WHAT THE TASK ASKS → Copy the records word for word, omitting all pictures.

DATA SUPPLIED →
◇ ◇ ◇ ◇ ◇ ◇ ◇

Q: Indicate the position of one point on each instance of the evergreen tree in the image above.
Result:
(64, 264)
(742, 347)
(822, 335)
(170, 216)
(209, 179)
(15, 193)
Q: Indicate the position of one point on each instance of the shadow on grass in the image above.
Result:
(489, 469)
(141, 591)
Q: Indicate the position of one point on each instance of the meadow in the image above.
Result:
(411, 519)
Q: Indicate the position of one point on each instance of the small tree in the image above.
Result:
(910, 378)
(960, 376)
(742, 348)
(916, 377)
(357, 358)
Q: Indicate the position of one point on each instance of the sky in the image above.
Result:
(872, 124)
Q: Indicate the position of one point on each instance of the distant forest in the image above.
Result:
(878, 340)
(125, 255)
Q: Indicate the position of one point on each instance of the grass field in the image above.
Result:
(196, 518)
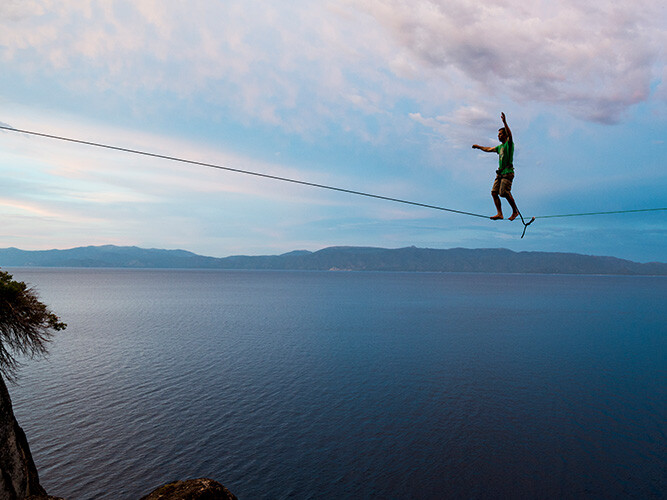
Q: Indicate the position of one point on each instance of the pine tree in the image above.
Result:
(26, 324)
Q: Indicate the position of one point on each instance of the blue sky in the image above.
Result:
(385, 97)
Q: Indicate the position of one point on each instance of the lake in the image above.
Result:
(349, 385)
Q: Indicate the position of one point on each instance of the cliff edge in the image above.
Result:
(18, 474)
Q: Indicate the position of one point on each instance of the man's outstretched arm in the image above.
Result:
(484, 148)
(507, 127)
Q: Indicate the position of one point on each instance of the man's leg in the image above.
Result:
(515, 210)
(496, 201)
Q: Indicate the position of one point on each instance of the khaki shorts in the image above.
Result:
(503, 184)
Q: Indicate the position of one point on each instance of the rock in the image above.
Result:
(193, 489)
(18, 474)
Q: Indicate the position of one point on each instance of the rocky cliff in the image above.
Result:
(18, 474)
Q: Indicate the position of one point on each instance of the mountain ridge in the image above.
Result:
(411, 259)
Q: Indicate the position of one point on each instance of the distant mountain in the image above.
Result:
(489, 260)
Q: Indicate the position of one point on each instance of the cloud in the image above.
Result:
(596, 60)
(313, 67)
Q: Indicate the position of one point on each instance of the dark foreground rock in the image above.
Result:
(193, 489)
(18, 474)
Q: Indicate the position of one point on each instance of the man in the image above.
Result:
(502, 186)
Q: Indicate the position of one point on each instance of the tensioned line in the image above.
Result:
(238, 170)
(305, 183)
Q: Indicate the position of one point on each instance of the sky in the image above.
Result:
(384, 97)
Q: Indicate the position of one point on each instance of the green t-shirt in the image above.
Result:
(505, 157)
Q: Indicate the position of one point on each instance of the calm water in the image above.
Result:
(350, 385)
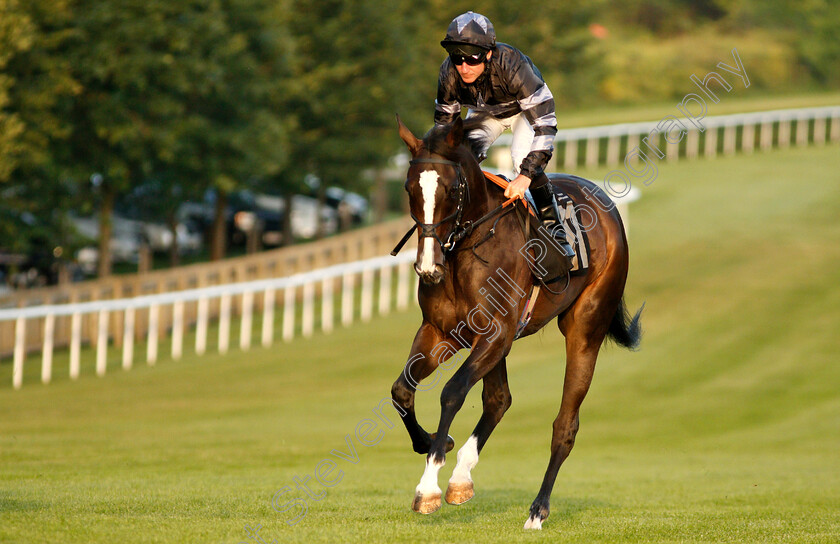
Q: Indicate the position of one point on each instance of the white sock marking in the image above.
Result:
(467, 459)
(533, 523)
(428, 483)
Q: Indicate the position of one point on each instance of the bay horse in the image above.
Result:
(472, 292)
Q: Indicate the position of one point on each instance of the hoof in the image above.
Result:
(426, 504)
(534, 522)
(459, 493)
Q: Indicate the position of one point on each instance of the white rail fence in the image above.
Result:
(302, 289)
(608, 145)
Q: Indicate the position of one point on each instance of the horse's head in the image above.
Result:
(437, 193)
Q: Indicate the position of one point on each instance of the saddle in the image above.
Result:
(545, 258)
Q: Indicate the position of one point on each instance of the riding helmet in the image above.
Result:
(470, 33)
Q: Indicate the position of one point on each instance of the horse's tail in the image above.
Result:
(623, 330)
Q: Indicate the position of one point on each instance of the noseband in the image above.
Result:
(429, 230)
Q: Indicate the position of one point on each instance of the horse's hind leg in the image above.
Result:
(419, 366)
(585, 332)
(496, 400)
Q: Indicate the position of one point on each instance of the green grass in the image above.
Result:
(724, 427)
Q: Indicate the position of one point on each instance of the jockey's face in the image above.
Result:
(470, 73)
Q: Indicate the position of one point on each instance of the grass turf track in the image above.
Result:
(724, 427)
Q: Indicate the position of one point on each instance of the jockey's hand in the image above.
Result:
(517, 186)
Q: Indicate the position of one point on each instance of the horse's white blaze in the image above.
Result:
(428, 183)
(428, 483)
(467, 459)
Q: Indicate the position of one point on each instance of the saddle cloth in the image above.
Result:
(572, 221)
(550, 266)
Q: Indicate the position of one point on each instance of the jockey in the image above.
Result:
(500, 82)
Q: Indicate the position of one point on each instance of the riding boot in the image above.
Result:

◇ ◇ ◇ ◇ ◇ ◇ ◇

OUTPUT OF THE EXERCISE →
Q: Indicate the position of one point on each instance of the evergreen tree in the image above.
Result:
(64, 264)
(742, 347)
(822, 335)
(170, 216)
(209, 179)
(15, 193)
Q: Indicate the position of one point on each instance of the shadow on grass in the image above.
Result:
(489, 469)
(141, 591)
Q: Indicate the position of one point on each instance of the meadow in the image above.
Result:
(411, 519)
Q: Indicate the position of one point on each instance of the small tree in the image above.
Result:
(910, 378)
(960, 376)
(742, 348)
(916, 377)
(357, 358)
Q: Indicate the position of one point on each instance of the sky in the image above.
Result:
(872, 124)
Q: Indicate the position of one point on each instance of the distant forest in the image above.
Result:
(878, 340)
(125, 255)
Q: Indicate the position of one point on each instance of the grass field in the image above.
Result:
(196, 518)
Q: Indicate the position of one point on each instance of the pine tree in the image above.
Result:
(26, 324)
Q: Indicate the position of one point on each instance of the blue sky in the image above.
Result:
(385, 97)
Q: Indicate the position of one point on each instance of the lake in the image above.
Result:
(349, 385)
Q: Indicate the position of one point on each instance of the cliff edge in the image above.
Result:
(18, 474)
Q: Indicate the position of one point on each instance of the man's outstretched arm in the image above.
Result:
(484, 148)
(507, 127)
Q: Indicate the position of one point on each instance of the man's leg in the image above.
Result:
(515, 210)
(496, 201)
Q: Indicate the position of one point on each instance of the khaki shorts in the image above.
Result:
(503, 184)
Q: Indicate the position of one point on each instance of the rock in the image above.
Result:
(193, 489)
(18, 474)
Q: Indicate the position of one point on each instance of the rocky cliff in the image above.
Result:
(18, 474)
Q: Indicate the position of one point on each instance of the mountain ridge in the image above.
Result:
(411, 259)
Q: Indicate the position of one point on each instance of the distant mountain in the image above.
Result:
(489, 260)
Q: Indicate the position of one point on each instance of the cloud in the image above.
Result:
(596, 60)
(313, 67)
Q: Indicate the position of one point on each instance of the dark foreground rock in the image above.
Result:
(193, 489)
(18, 474)
Q: Indicate the position of one point on each instance of the man in the image above.
Result:
(502, 186)
Q: Indicate the position of one point on each instance of the tensioned line in the image above.
Result:
(238, 170)
(305, 183)
Q: Indicate the position of one point on each instance of the sky in the image above.
Result:
(384, 97)
Q: Indicate the position of one point on each instance of the green t-shirt in the image above.
Result:
(505, 157)
Q: Indicate the position of one point on each instance of the calm water in the image above.
Result:
(350, 385)
Q: Indicate the position of one point on each instance of the white sock marking in the image above.
Result:
(467, 459)
(533, 523)
(428, 483)
Q: Indicate the position of one point on each instance of the bay horse in the image above.
Result:
(472, 292)
Q: Indicate the position of one point on each instance of the hoof in the image above.
Result:
(426, 504)
(534, 522)
(459, 493)
Q: Indicate the position of one point on each instance of the white rail fence in the image above.
Result:
(302, 289)
(608, 145)
Q: Indicate the position of one point on each instance of the horse's head in the image above.
Result:
(437, 193)
Q: Indicate the position of one point on each instance of the saddle in the image above.
Result:
(545, 258)
Q: Indicate the position of one point on each instance of the riding helmet in the image above.
Result:
(470, 33)
Q: Indicate the position of one point on each instance of the horse's tail in the image above.
Result:
(623, 330)
Q: Indicate the position of one point on each instance of the noseband in the image above.
Result:
(429, 230)
Q: Indicate the position of one point on each instance of the horse's hind leg in the image above.
Result:
(419, 366)
(585, 332)
(496, 400)
Q: Indicate the position of one point on each instance of the green grass in the image above.
Result:
(724, 427)
Q: Indicate the position of one point on each instance of the jockey's face in the image above.
Result:
(470, 73)
Q: Indicate the position of one point on each instance of the grass turf track in the image above.
Result:
(724, 427)
Q: Indicate the position of one point on each instance of the jockey's hand in the image above.
Result:
(517, 186)
Q: Indicate the position of one point on each instance of the horse's white blaze in the image above.
Result:
(428, 183)
(428, 483)
(467, 459)
Q: Indicate the position of one point on each instance of the saddle cloth in the image above.
Result:
(572, 221)
(550, 266)
Q: Indicate the position of one point on each instance of the jockey in the image above.
Result:
(500, 82)
Q: Indicate the position of one point on each instance of the riding boot in the image above.
Result:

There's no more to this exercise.